== Tarefa pedida 1 ==
Responda com base no trecho sobre as empreendedoras:
(a) Entre as que empreendem por necessidade, que porcentagem começou sem capital de giro?
(b) Qual é o grande desafio para 78% dessas empreendedoras?
(c) Quantos anos tem o filho de Patrícia Cristina Sales?
== Tarefa pedida 2 ==
Dê seguimento ao trecho sobre as empreendedoras, começando logo depois da última frase.

== Trecho exibido ==
= = = =
Para a ampla maioria, que empreende por necessidade, 40% iniciaram sem capital de giro e 63% nunca consideraram a tomada de crédito ou qualquer modalidade de empréstimo e quando buscam recorrem aos familiares e amigos;  67% delas, quando acessam o crédito, utilizam para despesas não planejadas ou como capital de giro.

Para essas empreendedoras (78% delas), gerenciar o negócio e conciliar com a família é o grande desafio. É o que acontece com a contadora Patrícia Cristina Sales, da Consultare Treinamento, que se divide entre a gerência do negócio e o acompanhamento ao filho, de 13 anos.
= = = =
== Dados fornecidos ==
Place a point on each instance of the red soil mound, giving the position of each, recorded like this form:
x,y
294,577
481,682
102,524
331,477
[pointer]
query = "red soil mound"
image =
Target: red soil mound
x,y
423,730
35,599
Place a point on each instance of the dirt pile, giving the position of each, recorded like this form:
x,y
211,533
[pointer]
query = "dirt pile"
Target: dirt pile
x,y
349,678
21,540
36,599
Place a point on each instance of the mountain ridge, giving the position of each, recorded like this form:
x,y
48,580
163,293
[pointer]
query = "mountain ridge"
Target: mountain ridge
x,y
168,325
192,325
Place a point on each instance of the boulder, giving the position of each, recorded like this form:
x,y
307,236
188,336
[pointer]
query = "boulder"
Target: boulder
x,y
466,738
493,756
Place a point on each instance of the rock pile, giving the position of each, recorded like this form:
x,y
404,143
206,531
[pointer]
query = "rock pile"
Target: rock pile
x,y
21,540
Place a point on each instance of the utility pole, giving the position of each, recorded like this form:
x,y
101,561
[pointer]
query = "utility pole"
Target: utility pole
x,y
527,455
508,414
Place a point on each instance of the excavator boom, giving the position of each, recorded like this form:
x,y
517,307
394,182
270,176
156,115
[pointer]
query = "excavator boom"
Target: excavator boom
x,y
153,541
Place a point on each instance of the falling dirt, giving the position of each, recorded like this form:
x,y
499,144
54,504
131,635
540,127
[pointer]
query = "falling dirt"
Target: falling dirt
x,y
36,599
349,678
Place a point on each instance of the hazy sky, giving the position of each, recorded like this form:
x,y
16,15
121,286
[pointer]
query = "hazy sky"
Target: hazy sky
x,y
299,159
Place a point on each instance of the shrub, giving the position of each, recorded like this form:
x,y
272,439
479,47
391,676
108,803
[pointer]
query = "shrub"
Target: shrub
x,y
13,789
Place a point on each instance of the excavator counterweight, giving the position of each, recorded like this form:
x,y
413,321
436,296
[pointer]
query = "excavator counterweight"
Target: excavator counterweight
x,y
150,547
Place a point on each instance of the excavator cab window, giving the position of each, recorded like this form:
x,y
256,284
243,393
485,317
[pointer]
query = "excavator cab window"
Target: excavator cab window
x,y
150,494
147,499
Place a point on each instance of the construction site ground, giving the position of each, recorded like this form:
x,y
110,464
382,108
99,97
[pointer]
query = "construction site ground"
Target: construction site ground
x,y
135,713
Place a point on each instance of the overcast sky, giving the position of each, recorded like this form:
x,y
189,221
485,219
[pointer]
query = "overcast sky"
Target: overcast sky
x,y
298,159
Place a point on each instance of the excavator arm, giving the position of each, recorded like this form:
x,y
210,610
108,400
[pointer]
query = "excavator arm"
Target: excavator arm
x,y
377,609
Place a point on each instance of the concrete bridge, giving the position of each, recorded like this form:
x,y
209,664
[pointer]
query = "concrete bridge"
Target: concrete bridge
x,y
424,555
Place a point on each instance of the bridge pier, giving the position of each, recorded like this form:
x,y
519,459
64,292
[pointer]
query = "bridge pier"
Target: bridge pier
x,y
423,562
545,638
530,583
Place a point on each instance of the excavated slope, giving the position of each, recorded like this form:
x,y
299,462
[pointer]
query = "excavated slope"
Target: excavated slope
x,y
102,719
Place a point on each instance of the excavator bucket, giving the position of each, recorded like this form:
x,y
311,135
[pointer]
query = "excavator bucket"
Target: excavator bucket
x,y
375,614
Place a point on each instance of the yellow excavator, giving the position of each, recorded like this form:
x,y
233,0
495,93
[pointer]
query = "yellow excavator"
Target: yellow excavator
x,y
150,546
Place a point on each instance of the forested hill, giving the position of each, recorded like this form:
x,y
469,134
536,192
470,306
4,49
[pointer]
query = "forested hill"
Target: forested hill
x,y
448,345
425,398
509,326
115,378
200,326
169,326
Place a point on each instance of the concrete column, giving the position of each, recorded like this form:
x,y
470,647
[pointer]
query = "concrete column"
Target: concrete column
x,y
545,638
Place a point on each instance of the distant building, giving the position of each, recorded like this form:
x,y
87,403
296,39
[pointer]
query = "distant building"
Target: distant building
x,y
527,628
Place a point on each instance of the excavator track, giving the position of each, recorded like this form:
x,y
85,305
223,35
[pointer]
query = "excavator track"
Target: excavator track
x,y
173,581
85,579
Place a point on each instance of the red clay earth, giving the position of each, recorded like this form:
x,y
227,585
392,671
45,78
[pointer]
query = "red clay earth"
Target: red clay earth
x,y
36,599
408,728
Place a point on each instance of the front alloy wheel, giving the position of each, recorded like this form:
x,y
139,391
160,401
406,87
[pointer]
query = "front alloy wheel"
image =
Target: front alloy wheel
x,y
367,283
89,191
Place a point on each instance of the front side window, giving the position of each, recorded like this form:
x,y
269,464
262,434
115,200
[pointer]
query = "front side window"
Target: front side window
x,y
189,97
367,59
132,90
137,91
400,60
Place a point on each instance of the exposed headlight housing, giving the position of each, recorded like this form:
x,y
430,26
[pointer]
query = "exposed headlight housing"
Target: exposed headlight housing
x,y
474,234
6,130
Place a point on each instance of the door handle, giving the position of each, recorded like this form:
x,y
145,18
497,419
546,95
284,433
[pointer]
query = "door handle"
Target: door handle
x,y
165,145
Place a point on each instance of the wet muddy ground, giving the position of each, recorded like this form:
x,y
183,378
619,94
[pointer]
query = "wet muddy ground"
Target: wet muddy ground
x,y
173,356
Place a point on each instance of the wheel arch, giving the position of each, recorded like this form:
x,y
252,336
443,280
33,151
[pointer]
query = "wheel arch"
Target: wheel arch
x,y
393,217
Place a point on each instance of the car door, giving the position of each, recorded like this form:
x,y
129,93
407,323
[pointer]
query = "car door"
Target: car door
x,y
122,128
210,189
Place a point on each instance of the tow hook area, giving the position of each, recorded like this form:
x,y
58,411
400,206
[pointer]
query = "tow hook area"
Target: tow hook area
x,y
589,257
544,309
= = = =
== Área de resposta 1 ==
(a) 40%.
(b) Gerenciar o negócio e conciliar com a família.
(c) 13 anos.

== Área de resposta 2 ==
“Conversar e acompanhar de perto as atividades diárias do meu filho Eduardo, de 13 anos, tem sido fundamental para a família. Eu tenho que conciliar as tarefas de casa com as aulas remotas e, para isso, foi necessário nos adaptarmos. Diálogo e compreensão das limitações individuais foram fundamentais para fazê-lo entender que o afastamento dos amigos, do ambiente escolar, era necessário para o bem de todos”, disse ela.

Embora mais prejudicadas pela pandemia, para superar os desafios e manter o negócio em funcionamento, as mulheres mostram-se mais inovadoras. Dados de levantamento feito pelo Sebrae e Fundação Getúlio Vargas – FGV (9ª Pesquisa de Impacto do Coronavírus nos Pequenos Negócios) revelam que as mulheres, incluindo as que são mães, demonstraram maior agilidade, confiança e competência ao implementar inovações em seus negócios.

A maioria delas, (71%), faz uso das redes sociais, aplicativos ou internet para vender seus produtos. Também se destacaram no uso do delivery e nas mudanças desenvolvidas em produtos e serviços para se adaptar à necessidade dos clientes.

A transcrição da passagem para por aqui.